Reproduce only the lines that run from the line with "the white planter" to the last line of the material, both ends included, exactly as they appear.

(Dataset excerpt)
****************************************

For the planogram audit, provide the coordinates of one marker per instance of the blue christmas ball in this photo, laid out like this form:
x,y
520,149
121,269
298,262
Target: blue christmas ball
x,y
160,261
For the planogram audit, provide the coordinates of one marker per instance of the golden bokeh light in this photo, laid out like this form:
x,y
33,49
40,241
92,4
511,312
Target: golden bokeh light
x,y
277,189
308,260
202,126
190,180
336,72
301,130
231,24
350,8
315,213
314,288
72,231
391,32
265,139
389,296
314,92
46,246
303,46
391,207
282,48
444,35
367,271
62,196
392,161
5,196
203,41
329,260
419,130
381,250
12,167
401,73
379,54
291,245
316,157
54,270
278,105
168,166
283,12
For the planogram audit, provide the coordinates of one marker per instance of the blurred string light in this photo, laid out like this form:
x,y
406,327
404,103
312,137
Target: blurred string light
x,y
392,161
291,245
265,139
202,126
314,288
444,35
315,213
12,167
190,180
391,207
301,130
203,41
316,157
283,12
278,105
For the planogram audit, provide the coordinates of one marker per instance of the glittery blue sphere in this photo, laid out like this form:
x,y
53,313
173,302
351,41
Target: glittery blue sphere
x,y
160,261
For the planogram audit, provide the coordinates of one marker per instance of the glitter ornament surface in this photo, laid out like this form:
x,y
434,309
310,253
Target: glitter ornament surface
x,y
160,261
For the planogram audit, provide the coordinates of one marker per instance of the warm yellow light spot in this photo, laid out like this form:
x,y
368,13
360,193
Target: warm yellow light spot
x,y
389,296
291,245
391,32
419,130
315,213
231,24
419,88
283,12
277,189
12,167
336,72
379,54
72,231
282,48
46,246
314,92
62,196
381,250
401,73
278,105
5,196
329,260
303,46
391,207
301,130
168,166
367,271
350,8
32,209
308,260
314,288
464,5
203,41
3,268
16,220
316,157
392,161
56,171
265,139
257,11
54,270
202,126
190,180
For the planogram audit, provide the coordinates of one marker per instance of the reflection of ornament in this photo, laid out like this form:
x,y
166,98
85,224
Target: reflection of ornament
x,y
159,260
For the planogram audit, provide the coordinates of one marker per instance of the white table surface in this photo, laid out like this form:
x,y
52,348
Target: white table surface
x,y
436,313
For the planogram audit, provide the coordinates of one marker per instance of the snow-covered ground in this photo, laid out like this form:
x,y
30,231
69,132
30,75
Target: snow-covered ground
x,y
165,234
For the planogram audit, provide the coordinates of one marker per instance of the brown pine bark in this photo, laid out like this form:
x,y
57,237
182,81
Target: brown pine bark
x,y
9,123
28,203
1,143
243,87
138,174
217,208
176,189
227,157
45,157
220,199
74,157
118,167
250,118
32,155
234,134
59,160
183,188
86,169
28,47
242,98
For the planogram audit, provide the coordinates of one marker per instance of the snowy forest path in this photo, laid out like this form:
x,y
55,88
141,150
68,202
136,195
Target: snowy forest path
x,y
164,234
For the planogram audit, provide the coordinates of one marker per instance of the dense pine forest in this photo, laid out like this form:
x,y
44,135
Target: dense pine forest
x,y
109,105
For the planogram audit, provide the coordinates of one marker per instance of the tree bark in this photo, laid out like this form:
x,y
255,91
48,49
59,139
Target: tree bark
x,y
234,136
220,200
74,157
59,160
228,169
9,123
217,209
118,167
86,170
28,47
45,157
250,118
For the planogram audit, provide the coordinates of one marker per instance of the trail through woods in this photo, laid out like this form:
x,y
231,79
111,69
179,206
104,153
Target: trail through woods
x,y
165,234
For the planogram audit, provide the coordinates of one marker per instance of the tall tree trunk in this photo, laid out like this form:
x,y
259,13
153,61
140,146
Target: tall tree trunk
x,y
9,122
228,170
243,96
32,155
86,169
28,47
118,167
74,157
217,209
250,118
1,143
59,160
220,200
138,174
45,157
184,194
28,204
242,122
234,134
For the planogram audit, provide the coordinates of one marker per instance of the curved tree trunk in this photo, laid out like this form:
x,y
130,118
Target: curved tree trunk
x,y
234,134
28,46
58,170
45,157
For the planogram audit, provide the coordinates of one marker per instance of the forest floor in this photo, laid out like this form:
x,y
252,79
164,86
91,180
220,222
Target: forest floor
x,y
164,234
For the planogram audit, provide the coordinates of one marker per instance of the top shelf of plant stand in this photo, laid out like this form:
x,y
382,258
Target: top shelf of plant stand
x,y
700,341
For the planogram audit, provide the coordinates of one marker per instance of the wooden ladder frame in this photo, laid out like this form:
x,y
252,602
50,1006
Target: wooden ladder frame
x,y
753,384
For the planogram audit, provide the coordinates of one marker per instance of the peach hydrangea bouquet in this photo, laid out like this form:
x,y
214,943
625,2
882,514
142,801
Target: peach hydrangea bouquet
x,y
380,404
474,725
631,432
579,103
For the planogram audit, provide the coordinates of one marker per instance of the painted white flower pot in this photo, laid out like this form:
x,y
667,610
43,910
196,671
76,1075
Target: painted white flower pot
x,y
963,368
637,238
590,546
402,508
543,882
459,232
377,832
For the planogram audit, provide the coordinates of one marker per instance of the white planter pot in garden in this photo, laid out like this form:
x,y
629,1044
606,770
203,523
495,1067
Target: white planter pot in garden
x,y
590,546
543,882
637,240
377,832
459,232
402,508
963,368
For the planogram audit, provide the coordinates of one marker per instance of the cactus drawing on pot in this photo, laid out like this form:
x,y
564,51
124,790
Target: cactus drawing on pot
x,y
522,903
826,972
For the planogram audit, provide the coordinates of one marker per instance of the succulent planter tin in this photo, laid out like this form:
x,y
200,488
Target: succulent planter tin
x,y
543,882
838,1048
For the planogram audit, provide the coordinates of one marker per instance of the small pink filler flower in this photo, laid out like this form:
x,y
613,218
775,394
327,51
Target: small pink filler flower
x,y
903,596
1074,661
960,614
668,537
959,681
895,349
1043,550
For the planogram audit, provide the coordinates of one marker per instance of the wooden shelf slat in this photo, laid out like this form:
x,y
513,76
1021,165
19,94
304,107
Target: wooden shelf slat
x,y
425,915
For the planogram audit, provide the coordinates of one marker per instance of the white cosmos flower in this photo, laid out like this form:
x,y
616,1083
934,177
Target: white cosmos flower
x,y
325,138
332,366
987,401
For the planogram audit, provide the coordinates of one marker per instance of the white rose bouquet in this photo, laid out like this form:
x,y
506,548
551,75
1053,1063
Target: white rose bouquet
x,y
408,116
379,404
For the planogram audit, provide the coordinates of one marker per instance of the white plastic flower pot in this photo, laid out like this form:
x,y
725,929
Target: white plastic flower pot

****************************************

SOLUTION:
For the planogram audit, provide the coordinates of one marker per instance of the white planter pot in garden in this photo, laid out like this form:
x,y
629,1044
606,770
203,523
495,1067
Target: white planter pot in garden
x,y
590,546
543,882
637,240
377,832
459,232
402,508
963,368
For the planogram audit, provide the coordinates of one marker per instance of the cactus drawing on pot in this photo, laid out like this form:
x,y
564,51
124,790
Target: cactus drawing on pot
x,y
522,903
826,972
For the planogram audit, provide the coordinates of one marker per instance of the succulent planter tin in this photo, laid out like this form:
x,y
200,488
Target: succulent planter tin
x,y
543,882
838,1048
For the planogram audit, provide the coordinates of one marker per instance of the small pink filler flower in this photo, laid out like this form:
x,y
613,218
775,394
327,51
Target: small pink filler flower
x,y
903,596
1074,661
960,614
668,537
959,681
895,349
1043,550
For the planogram audit, provide the coordinates of one marker per instance of the wooden shelf slat in this photo, laid out like this form:
x,y
513,76
1021,165
19,94
304,107
Target: wooden shelf slat
x,y
425,915
For the planogram audit, provide the coordinates of one marker per instance of the white cosmos flower in this photo, laid out like this form:
x,y
616,1083
934,177
Target: white cosmos flower
x,y
325,138
332,366
987,401
For the planogram audit, provide the coordinates of one marker per instance of the white rose bouquet in this photo, laid out like this form:
x,y
506,548
551,75
1053,1063
Target: white rose bouquet
x,y
408,116
379,404
For the planogram audit, provide the coordinates of one marker per instance of the white plastic flower pot in this photo, laid out like this form:
x,y
725,929
Target: white plastic flower pot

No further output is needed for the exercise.